ASSIGNED TASK = Retype everything in the farm book excerpt from "This is where" down to "about crops together.", with no changes.

#### READING TEXT ####

Milwaukee Press Club 'Excellence in Wisconsin Journalism' 2020 & 2021 Award Winners

Book Excerpt: The Hollowing Out of Wisconsin Farmland

spot_img

The following excerpt is from Wisconsin author Brian Reisinger’s “Land Rich, Cash Poor:
My Family’s Hope and the Untold History of the Disappearing American Farmer.”
Reisinger’s book weaves hidden history from the Great Depression to today with the four-
generation fight for survival of his own family on their farm in southern Wisconsin, revealing risks to the cost and health of our food, America’s security from foreign adversaries, and more. This excerpt from Chapter 7 has been edited for length and clarity.

My first memory with my dad was in our barn —a barn still standing to this day. I was three years old, sitting on a pile of shelled corn in a wheelbarrow my dad was pushing back and forth across the manger in front of our family’s milk cows. Light shone from the long overhead lights, and the heat of animals filled the barn, so that everything was golden and warm, the cows maternal and hungry before milking. With the girls mooing and the wheelbarrow squeaking, we rolled from one cow to the next, feeding each of them by hand.

My dad was tanned on the arms and neck, and strong. He thought nothing of hauling wheelbarrows full of corn up and down the length of the barn, the added weight of his little boy along for the job. At each cow he plunged his large metal scoop into the pile and dumped her share of corn out into the manger. I did the same with a little plastic scoop, dipping into a pale of mineral that sat with me in the wheelbarrow.

Sprinkling each cow her ration of nutrients like pixie dust from Neverland. Every so often, my dad’s scoops would dig enough corn out from beneath me that it would give way, like the sands of time, and I’d tumble—one way or the other—as he worked the wheelbarrow handles just so, to balance the load and keep us rolling.

This is where we learned about the world. Me, and my sister, too, after she came along. Working with our dad, in whatever way our little hands could muster, in the barn and farmyard. Laughing as he hung us from the barn beams by our pants. Screaming as he squirted us with milk from a cow’s udder. Begging him, as he tried to get his work done, to tie us up with baler twine just one more time, to show him how we could escape no matter how tight he pretended to bind us. Watching as he and my mom did chores and tested milk quality and talked about crops together.

#### INFORMATION GIVEN ####

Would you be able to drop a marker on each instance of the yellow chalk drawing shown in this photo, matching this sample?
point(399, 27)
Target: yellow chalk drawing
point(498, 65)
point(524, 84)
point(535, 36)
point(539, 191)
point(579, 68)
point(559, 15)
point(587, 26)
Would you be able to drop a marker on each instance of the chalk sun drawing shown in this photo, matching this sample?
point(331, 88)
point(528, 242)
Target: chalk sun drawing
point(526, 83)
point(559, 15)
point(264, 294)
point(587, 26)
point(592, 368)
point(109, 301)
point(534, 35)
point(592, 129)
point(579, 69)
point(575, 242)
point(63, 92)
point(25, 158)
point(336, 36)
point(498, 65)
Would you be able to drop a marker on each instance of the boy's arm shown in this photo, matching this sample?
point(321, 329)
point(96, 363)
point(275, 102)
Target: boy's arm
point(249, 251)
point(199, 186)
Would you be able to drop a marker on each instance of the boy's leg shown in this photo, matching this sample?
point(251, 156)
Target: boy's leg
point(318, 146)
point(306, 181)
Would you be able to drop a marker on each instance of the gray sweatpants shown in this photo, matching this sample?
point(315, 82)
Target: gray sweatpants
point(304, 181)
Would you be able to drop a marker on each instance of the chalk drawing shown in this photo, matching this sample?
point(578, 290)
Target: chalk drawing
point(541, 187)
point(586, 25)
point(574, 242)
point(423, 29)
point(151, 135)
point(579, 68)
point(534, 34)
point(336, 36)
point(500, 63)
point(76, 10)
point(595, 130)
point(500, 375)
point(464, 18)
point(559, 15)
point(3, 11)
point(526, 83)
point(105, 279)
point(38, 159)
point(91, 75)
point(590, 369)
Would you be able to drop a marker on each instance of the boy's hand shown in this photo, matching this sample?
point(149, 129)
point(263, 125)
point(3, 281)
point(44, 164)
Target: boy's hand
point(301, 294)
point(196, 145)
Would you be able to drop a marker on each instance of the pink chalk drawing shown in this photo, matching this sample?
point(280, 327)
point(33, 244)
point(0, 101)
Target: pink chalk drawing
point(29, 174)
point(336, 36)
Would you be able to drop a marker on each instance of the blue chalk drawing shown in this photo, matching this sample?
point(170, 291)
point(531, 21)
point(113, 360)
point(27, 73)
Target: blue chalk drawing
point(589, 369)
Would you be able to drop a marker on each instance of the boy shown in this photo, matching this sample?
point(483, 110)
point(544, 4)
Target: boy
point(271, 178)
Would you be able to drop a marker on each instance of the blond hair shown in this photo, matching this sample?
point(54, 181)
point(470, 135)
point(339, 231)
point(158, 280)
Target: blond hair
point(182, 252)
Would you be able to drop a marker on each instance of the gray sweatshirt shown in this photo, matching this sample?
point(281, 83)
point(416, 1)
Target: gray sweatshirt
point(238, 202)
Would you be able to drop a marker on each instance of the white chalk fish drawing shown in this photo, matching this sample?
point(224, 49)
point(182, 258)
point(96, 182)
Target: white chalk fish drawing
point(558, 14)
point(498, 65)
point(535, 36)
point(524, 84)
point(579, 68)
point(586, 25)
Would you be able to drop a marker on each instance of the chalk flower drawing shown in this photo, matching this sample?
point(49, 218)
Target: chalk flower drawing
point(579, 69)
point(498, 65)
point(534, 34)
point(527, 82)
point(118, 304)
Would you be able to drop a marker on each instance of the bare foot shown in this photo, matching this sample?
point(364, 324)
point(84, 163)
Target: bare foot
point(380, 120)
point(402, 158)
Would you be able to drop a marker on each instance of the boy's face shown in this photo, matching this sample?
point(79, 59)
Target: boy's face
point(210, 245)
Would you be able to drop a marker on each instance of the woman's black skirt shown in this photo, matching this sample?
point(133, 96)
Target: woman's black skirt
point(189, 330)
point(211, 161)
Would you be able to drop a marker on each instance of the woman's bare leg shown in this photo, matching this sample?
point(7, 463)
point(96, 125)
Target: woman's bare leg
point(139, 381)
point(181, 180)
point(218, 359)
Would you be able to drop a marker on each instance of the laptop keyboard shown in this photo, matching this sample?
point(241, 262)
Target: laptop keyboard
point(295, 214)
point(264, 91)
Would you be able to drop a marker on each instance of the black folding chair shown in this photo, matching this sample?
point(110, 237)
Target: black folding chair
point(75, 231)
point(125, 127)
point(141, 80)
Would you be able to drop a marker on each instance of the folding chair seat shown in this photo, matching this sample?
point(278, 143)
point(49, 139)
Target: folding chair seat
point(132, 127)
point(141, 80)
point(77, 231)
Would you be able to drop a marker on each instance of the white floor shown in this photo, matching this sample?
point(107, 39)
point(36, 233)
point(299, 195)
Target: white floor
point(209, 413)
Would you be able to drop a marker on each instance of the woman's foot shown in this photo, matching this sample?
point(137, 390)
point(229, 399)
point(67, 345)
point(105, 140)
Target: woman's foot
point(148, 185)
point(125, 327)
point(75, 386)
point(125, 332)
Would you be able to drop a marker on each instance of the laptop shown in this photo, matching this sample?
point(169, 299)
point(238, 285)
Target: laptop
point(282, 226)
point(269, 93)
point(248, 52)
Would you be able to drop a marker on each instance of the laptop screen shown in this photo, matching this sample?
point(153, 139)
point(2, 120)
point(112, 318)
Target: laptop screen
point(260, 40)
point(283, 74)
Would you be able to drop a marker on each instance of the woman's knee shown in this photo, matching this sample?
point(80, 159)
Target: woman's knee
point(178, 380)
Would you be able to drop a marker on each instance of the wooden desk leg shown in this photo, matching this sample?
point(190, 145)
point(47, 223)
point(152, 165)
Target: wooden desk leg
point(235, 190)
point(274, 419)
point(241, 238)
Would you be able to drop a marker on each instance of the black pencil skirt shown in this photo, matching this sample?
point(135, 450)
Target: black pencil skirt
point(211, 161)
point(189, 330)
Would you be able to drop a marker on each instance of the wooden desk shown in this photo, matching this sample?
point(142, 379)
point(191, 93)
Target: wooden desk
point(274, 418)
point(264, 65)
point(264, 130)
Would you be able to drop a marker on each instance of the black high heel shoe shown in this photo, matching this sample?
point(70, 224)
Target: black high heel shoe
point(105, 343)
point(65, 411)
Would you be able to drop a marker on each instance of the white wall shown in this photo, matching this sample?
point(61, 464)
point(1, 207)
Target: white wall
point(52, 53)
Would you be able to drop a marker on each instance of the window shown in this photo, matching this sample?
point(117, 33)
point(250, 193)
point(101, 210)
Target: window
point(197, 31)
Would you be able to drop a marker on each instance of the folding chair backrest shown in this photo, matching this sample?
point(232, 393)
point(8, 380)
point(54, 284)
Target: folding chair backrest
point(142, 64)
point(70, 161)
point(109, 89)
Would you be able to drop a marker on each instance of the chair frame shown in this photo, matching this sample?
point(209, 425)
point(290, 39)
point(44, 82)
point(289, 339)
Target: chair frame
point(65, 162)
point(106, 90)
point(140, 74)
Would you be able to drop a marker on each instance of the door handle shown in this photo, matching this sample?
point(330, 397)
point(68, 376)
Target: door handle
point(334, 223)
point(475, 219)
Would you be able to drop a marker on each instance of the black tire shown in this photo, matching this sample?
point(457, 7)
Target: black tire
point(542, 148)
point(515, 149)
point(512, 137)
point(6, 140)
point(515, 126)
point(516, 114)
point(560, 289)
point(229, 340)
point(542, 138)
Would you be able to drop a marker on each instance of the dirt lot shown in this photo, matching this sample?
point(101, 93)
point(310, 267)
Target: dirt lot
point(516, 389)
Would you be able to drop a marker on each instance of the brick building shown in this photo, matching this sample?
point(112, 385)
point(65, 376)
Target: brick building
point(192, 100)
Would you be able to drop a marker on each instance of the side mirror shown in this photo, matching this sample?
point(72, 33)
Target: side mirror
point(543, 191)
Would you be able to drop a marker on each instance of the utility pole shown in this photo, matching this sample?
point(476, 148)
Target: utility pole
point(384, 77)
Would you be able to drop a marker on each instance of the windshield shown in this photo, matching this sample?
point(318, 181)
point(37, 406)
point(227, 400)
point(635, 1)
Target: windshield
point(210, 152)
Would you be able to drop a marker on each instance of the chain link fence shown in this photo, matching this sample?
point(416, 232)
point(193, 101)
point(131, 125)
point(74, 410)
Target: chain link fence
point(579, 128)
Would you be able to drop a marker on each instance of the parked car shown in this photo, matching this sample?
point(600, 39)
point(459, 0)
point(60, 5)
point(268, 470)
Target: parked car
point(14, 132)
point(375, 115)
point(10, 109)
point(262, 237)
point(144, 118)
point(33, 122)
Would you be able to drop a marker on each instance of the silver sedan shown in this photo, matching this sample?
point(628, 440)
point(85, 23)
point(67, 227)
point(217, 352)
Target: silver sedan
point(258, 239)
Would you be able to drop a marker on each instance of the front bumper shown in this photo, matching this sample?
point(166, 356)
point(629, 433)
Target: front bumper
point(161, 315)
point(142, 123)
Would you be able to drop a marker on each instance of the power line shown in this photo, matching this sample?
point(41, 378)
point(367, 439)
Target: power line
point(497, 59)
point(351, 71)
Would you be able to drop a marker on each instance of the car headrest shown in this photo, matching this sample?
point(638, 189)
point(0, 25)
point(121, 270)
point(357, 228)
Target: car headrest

####

REPLY TO THE TASK =
This is where we learned about the world. Me, and my sister, too, after she came along. Working with our dad, in whatever way our little hands could muster, in the barn and farmyard. Laughing as he hung us from the barn beams by our pants. Screaming as he squirted us with milk from a cow’s udder. Begging him, as he tried to get his work done, to tie us up with baler twine just one more time, to show him how we could escape no matter how tight he pretended to bind us. Watching as he and my mom did chores and tested milk quality and talked about crops together.